>>>>>
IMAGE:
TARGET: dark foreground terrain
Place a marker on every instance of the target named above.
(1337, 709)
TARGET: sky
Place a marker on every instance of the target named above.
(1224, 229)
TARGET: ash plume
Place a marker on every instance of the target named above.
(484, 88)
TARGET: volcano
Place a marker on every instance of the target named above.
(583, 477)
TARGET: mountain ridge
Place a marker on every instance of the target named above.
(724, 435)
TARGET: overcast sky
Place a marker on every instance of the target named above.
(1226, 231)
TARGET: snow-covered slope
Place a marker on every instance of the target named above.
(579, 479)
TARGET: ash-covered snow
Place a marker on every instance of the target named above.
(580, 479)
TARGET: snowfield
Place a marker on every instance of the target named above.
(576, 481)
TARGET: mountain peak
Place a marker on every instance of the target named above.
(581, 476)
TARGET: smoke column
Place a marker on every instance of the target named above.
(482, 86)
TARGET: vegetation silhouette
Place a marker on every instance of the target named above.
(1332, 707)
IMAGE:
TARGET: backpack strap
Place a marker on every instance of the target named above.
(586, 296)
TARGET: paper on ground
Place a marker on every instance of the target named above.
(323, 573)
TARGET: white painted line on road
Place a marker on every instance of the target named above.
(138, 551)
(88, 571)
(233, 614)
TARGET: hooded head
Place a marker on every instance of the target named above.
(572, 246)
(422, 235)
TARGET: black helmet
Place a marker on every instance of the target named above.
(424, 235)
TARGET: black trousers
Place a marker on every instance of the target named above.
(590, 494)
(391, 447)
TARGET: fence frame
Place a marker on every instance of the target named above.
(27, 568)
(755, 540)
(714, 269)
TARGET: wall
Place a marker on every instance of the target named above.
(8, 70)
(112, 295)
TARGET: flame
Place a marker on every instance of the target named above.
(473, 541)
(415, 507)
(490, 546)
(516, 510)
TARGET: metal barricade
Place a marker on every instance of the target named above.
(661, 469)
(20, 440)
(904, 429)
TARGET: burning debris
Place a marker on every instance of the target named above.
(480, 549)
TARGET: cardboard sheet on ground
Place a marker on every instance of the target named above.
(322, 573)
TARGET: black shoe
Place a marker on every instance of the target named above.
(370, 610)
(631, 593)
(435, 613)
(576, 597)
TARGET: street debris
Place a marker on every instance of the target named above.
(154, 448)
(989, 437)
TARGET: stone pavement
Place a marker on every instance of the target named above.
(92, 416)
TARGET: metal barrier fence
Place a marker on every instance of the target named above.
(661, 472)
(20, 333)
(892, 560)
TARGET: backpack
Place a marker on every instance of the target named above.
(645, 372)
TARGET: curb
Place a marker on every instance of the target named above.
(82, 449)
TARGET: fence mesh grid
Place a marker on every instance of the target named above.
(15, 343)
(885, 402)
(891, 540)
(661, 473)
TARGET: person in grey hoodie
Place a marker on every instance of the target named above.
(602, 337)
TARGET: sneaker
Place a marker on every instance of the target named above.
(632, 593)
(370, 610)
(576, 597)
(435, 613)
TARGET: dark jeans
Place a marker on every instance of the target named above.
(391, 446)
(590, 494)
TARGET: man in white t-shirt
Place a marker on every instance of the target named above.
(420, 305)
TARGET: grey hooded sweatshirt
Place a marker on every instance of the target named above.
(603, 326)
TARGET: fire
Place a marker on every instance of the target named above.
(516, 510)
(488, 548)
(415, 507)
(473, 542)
<<<<<
PROBLEM STATEMENT: Pull out all lines from the entries above in which the word "backpack" appears.

FINISHED TASK:
TARGET: backpack strap
TARGET: backpack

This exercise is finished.